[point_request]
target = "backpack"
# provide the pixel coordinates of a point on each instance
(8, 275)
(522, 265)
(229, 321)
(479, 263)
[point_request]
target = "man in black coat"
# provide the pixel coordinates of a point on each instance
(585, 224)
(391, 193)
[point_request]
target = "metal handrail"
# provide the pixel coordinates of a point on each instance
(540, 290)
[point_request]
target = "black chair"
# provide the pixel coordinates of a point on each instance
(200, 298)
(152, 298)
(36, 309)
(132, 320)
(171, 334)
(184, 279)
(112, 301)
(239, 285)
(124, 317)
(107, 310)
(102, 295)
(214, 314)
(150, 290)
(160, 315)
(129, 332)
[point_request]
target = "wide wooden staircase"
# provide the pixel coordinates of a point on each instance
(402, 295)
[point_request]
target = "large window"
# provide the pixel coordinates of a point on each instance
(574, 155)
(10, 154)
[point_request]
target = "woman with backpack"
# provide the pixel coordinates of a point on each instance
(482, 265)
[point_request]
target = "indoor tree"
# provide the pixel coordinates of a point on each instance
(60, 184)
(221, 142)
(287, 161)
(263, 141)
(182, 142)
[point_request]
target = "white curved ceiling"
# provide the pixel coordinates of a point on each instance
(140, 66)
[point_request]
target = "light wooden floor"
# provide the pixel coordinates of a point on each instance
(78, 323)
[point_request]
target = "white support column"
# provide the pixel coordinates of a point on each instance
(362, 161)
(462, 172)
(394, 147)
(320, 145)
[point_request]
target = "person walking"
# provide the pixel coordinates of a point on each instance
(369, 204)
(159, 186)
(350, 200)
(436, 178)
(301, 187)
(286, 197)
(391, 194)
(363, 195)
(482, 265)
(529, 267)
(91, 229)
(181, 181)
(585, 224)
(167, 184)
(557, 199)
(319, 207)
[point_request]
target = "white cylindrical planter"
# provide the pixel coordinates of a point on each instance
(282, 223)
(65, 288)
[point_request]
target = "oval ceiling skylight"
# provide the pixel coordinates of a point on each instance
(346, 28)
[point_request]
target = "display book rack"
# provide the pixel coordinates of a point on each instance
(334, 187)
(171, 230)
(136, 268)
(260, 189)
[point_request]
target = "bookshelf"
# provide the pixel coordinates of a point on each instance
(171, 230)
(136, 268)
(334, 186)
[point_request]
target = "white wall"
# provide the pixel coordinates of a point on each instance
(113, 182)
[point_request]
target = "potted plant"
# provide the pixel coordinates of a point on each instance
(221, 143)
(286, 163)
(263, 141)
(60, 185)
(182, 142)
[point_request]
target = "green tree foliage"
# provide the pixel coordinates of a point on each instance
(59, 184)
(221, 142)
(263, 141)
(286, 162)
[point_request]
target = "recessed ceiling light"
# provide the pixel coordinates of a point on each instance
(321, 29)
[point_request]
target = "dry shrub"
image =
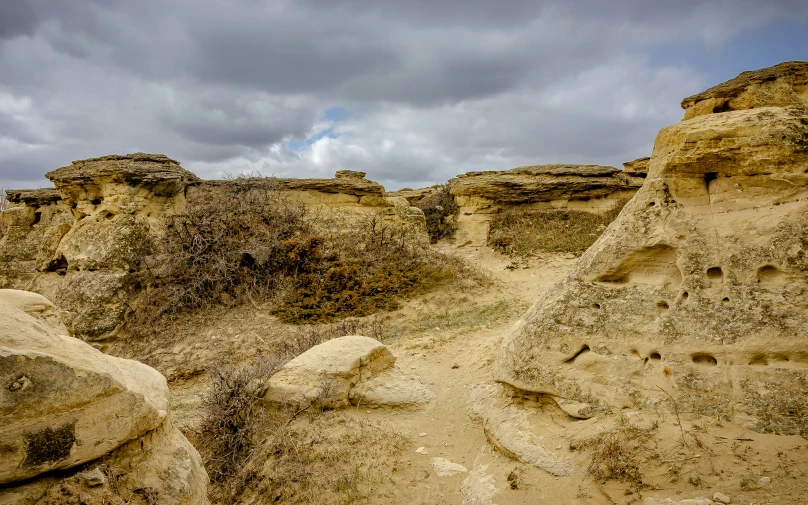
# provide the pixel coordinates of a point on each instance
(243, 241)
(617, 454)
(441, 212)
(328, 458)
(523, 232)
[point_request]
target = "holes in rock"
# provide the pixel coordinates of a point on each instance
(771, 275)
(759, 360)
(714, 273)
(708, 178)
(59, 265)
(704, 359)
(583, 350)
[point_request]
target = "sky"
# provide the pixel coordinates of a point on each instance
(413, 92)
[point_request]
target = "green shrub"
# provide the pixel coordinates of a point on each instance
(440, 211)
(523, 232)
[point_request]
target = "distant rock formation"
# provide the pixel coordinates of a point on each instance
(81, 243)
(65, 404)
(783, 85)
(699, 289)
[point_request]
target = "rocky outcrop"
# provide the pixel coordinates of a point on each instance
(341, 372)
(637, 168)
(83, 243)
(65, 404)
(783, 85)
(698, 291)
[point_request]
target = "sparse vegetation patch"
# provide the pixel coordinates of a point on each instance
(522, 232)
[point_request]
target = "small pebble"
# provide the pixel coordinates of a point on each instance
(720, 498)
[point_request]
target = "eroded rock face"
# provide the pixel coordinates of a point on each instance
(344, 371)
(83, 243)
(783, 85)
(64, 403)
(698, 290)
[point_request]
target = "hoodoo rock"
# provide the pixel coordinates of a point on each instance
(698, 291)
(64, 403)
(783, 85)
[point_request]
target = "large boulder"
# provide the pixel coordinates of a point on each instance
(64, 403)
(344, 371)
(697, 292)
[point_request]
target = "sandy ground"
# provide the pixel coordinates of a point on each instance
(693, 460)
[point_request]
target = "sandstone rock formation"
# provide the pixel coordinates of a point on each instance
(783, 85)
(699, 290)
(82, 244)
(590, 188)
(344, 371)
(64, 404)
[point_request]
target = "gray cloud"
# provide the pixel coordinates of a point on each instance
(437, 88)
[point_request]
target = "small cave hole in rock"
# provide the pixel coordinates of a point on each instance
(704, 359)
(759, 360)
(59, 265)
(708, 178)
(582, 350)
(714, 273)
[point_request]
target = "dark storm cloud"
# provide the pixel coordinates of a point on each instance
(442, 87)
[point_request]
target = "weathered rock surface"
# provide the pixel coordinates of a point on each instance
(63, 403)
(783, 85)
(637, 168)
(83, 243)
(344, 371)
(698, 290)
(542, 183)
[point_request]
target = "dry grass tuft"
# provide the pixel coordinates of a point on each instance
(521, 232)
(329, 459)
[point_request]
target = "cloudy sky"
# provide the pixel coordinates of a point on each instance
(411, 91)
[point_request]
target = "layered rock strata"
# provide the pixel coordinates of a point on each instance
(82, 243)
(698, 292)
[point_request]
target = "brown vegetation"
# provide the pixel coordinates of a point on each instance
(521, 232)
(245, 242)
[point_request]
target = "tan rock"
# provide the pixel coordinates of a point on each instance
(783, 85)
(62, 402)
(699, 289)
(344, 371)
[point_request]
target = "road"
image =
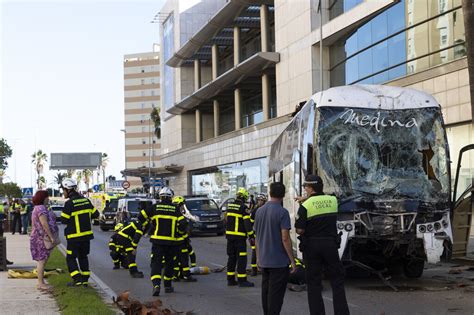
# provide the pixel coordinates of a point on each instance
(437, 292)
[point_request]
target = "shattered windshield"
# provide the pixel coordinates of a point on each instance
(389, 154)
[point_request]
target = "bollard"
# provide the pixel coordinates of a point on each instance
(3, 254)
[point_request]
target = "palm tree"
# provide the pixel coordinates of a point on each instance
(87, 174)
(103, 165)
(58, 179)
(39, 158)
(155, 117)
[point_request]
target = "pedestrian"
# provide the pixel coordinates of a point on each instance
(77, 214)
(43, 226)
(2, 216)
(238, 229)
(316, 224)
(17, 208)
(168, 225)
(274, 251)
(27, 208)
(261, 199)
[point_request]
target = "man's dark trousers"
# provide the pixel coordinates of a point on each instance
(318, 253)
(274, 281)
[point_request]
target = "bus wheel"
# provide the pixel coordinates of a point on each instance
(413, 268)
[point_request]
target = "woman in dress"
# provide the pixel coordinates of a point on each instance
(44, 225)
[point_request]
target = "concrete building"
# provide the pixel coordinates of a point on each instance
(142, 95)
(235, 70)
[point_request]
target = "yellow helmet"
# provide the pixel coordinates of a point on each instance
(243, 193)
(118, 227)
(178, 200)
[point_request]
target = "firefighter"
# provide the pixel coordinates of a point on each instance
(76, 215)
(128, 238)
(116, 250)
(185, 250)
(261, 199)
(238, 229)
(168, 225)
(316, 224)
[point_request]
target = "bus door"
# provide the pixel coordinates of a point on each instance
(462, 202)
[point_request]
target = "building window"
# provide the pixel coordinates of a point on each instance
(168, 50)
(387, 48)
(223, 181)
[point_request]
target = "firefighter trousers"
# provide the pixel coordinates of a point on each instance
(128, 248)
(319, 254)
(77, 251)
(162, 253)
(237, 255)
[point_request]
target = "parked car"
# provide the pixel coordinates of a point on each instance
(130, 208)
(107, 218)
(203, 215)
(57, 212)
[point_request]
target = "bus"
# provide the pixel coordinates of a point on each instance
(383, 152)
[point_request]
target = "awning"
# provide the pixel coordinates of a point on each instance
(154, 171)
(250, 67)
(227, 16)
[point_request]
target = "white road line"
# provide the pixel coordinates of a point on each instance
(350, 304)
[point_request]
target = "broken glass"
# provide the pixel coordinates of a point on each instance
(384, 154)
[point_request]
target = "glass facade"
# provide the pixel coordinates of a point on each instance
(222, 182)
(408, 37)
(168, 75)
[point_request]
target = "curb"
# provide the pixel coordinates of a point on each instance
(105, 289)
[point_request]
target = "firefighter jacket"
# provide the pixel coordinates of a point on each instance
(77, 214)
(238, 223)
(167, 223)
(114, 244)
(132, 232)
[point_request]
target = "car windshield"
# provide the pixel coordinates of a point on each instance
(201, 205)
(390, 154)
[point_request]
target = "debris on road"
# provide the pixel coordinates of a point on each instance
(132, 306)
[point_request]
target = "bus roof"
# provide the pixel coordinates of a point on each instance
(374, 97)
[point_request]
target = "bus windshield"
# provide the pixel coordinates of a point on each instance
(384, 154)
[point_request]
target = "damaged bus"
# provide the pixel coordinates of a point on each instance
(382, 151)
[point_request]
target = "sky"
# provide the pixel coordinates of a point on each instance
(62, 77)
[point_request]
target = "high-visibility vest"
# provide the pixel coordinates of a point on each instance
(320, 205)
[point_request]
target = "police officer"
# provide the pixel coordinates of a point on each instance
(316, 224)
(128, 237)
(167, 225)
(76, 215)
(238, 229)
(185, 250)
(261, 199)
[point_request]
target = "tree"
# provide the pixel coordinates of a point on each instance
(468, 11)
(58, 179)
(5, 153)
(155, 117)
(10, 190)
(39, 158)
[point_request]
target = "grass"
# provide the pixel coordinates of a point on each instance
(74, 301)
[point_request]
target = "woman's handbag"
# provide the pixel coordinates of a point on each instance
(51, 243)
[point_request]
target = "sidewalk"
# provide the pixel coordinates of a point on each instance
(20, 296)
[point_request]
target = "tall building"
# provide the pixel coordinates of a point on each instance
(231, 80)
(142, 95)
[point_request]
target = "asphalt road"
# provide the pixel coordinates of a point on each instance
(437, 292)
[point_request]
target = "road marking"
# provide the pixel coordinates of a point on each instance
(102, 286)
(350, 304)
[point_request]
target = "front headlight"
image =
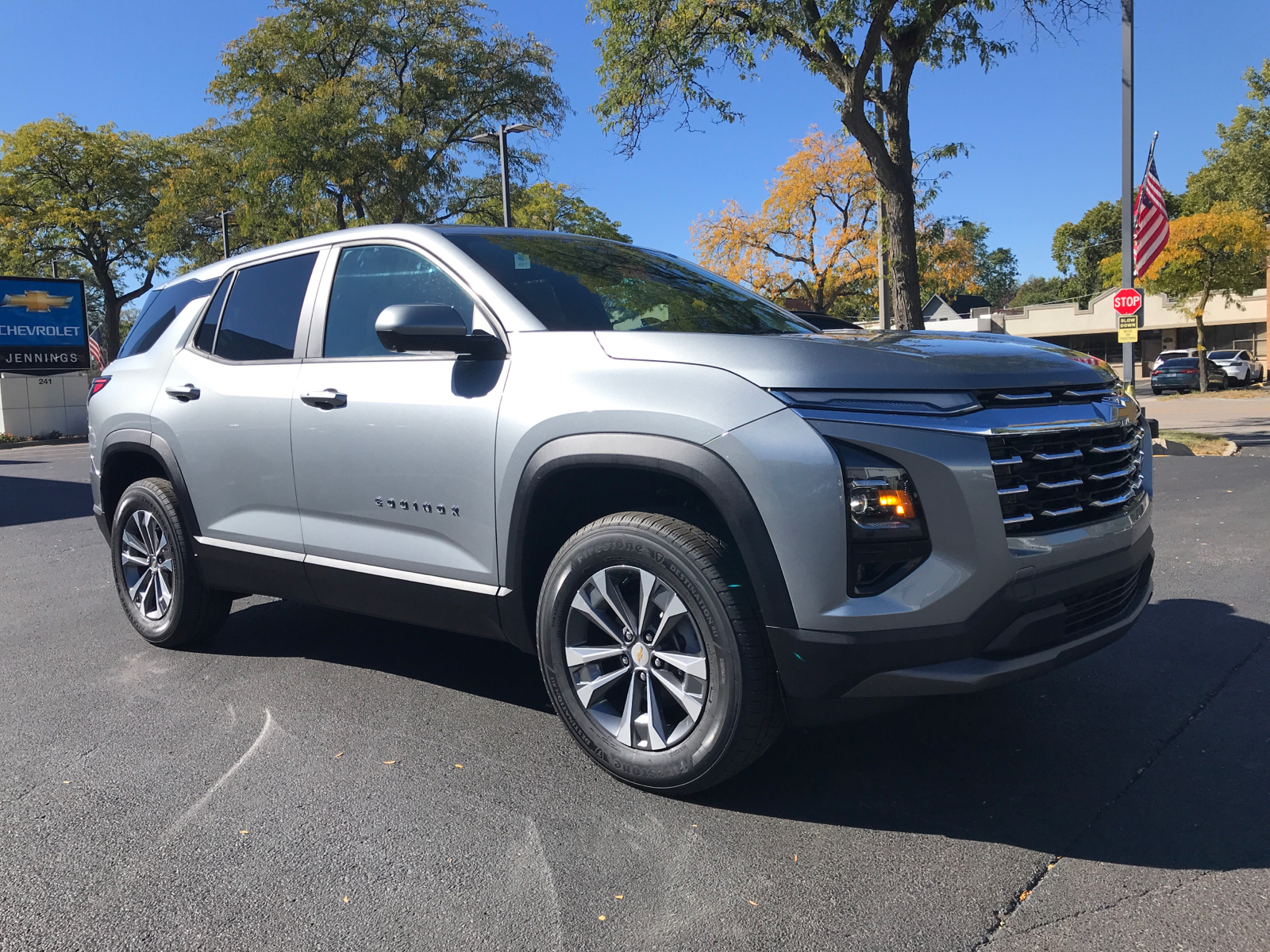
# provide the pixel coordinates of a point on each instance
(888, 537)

######

** Aim **
Which lines in the listing above contain the string "glass"? Return each of them in full.

** Result of this task **
target = "broken glass"
target = "glass facade"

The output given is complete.